**PROBLEM TO WORK ON:** Every line below should be repeated exactly.

=== DATA EXCERPTS ===

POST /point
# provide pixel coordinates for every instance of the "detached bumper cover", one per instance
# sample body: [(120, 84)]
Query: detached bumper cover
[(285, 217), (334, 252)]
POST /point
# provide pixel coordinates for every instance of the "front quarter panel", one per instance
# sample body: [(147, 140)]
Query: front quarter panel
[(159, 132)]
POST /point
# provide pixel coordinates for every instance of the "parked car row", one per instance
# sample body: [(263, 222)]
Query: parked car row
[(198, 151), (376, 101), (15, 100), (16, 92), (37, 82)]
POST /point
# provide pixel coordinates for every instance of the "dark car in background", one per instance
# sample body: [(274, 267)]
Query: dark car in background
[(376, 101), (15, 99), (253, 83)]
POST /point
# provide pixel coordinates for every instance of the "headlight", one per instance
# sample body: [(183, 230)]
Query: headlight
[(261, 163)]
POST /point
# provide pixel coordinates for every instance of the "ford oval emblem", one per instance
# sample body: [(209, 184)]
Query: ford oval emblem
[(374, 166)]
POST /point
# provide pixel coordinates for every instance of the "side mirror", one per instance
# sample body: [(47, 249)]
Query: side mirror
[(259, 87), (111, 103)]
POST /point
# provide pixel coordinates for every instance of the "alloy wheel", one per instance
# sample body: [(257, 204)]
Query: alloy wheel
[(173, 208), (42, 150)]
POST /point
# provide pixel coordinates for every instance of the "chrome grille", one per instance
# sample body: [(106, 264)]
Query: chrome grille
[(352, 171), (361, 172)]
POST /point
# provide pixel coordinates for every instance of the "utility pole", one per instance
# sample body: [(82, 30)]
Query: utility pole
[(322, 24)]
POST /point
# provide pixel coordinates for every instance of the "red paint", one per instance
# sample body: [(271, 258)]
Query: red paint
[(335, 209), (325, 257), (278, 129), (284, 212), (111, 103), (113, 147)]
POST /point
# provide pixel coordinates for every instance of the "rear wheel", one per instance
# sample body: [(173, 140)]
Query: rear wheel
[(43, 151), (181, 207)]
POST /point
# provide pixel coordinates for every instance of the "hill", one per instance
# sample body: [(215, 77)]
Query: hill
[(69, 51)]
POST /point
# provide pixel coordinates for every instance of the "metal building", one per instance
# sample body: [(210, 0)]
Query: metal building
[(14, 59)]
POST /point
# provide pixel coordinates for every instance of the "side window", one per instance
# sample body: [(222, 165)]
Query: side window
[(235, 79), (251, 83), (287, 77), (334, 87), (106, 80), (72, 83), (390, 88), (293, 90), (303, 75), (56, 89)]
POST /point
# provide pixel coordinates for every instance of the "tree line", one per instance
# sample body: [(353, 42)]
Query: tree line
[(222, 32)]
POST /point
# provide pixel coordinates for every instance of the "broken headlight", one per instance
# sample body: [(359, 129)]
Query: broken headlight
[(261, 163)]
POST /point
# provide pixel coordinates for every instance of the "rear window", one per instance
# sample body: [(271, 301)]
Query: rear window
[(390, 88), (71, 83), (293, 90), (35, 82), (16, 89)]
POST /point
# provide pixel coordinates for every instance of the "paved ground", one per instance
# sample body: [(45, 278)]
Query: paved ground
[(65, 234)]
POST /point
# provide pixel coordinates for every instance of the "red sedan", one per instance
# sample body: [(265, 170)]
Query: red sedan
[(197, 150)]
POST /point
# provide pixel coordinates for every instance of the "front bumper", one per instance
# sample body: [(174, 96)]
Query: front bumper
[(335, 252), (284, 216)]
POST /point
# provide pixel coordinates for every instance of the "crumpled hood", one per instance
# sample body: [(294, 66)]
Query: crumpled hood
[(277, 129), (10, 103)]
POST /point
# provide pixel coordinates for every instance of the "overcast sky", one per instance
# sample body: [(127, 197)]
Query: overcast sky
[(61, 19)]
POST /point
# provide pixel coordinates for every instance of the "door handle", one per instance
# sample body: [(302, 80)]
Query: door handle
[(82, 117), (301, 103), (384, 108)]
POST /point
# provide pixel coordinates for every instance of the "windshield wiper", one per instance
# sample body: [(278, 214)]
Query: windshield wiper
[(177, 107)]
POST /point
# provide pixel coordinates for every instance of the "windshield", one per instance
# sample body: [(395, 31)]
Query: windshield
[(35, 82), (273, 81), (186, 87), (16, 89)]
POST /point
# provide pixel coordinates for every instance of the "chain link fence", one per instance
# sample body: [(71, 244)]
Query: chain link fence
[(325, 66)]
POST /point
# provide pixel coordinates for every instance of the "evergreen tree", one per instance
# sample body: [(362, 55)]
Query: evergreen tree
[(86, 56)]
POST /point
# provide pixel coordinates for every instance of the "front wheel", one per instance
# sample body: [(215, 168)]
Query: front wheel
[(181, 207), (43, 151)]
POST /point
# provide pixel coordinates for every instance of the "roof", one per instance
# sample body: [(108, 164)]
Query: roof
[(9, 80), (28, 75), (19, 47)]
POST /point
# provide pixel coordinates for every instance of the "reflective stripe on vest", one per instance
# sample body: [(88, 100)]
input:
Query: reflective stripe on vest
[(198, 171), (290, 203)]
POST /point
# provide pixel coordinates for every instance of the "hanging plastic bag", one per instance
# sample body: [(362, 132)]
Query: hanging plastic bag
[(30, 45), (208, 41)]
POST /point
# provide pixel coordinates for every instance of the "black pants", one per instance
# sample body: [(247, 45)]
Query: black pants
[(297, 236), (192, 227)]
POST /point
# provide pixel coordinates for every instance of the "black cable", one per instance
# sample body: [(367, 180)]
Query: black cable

===

**SOLUTION FOR THIS TASK:**
POST /point
# provide pixel coordinates for every instance of the "detached bumper cover", one per instance
# sample body: [(120, 84)]
Query: detached bumper cover
[(285, 217), (334, 252)]
POST /point
# provide pixel coordinates for every instance of the "front quarter panel", one per instance
# sample body: [(147, 140)]
Query: front quarter panel
[(159, 132)]
POST /point
# provide pixel coordinates for every instance of the "parked car row", one per instance
# sample body: [(263, 222)]
Query: parked car row
[(198, 151), (376, 101), (15, 100), (16, 92), (37, 82)]
POST /point
# provide pixel coordinates for every instance of the "dark car in background", one per instance
# sample body: [(274, 267)]
Query: dark car in background
[(376, 101), (15, 99), (253, 83)]
POST /point
# provide pixel coordinates for every instance of the "headlight", one per instance
# sample body: [(183, 230)]
Query: headlight
[(261, 163)]
POST /point
# provide pixel coordinates for every instance of the "ford oval emblem", one per instance
# sample body: [(209, 184)]
Query: ford oval emblem
[(374, 166)]
POST /point
# provide pixel coordinates for every instance of the "side mirror", one per instance
# sample body: [(47, 249)]
Query: side mirror
[(259, 87), (111, 103)]
POST /point
# provide pixel coordinates for every instance of the "alloy wheel", one per instance
# sample body: [(257, 204)]
Query: alloy wheel
[(173, 208), (42, 150)]
POST /point
# provide pixel coordinates for every instance of the "chrome grille", one per instance
# sample body: [(106, 264)]
Query: chrome grille
[(352, 171), (361, 172)]
POST /point
# provide pixel coordinates for every instance of the "utility pole", one per instance
# sample body: [(82, 30)]
Query: utility pole
[(322, 24)]
POST /point
# provide pixel coordinates for every instance of the "red paint", one per instance
# sample body: [(271, 258)]
Query: red paint
[(335, 209), (325, 257), (278, 129), (284, 212), (111, 103), (113, 147)]
POST /point
# provide pixel coordinates for every instance of the "rear wheel", one per instance
# sample body: [(173, 140)]
Query: rear wheel
[(43, 151), (181, 207)]
POST /point
# provide pixel coordinates for every instance of the "hill", one per instance
# sample body: [(215, 77)]
Query: hill
[(69, 51)]
POST /point
# provide pixel coordinates for every instance of the "metal building", one per instance
# sample body: [(210, 0)]
Query: metal building
[(14, 59)]
POST /point
# provide pixel coordinates for every instance of the "side window", one per instance
# sample body: [(222, 165)]
Query: side window
[(235, 79), (251, 83), (287, 77), (334, 87), (106, 80), (72, 83), (390, 88), (293, 90), (303, 75), (56, 89)]
POST /point
# provide pixel coordinates for every instance of the "tree line", one per instance
# sample body: [(353, 42)]
Query: tree line
[(222, 32)]
POST /point
# provide pixel coordinates for every instance of the "broken headlight", one per instance
# sample body: [(359, 129)]
Query: broken headlight
[(261, 163)]
POST /point
# provide pixel coordinates for every instance of the "rear window", one per instance
# sample body: [(271, 301)]
Query: rear window
[(390, 88), (71, 83), (293, 90), (35, 82), (16, 89)]
POST /point
# provide pixel coordinates for every instance of the "paved ground", one per instance
# sample body: [(45, 278)]
Query: paved ground
[(65, 234)]
POST /point
# provide pixel coordinates for every instance of the "red sedan", one per instance
# sample body: [(265, 170)]
Query: red sedan
[(197, 150)]
POST /point
# provide pixel coordinates for every instance of the "front bumper", one per instance
# sample body: [(174, 96)]
Query: front bumper
[(335, 252), (284, 216)]
POST /point
# provide pixel coordinates for every instance of the "crumpled hood", one per instance
# sample body: [(294, 66)]
Query: crumpled hood
[(277, 129), (10, 103)]
POST /point
# provide pixel coordinates for every instance of the "overcast sky", one per instance
# sample body: [(127, 197)]
Query: overcast sky
[(61, 19)]
POST /point
# provide pixel coordinates for every instance of the "door handle", one per instance
# sample body: [(302, 80)]
Query: door handle
[(82, 117), (301, 103), (384, 108)]
POST /point
# provide pixel coordinates for every instance of the "windshield wiper", one per instance
# sample body: [(278, 214)]
Query: windshield wiper
[(177, 107)]
POST /point
# provide pixel coordinates for every instance of the "windshield", one per instance
# sample body: [(395, 31)]
Query: windshield
[(35, 82), (273, 81), (186, 87), (16, 89)]
POST /point
# provide pixel coordinates for every instance of the "chain link fence", one per instance
# sample body: [(71, 244)]
Query: chain link fence
[(325, 66)]
POST /point
# provide pixel coordinates for every instance of the "evergreen tree", one per instance
# sample body: [(362, 55)]
Query: evergreen tree
[(86, 56)]
POST /point
# provide pixel coordinates for every instance of the "front wheel", one per instance
# sample body: [(215, 168)]
Query: front wheel
[(181, 207), (43, 151)]
POST /point
# provide pixel coordinates for every instance of the "roof", one per instance
# sample body: [(108, 164)]
Query: roof
[(9, 80), (28, 75), (19, 47)]
POST /point
# provide pixel coordinates for every instance of the "reflective stripe on vest", one per instance
# sample body: [(88, 100)]
input:
Query: reflective stripe on vest
[(198, 171), (290, 203)]
POST /point
# provide pixel coordinates for every instance of the "hanging plastic bag", one per instance
# sample body: [(362, 132)]
Query: hanging plastic bag
[(30, 45), (208, 41)]
POST /point
# provide pixel coordinates for every instance of the "black pants", one per instance
# sample body: [(247, 45)]
Query: black pants
[(297, 236), (192, 227)]
POST /point
# provide pixel coordinates for every instance of the "black cable", one per instance
# sample body: [(367, 180)]
Query: black cable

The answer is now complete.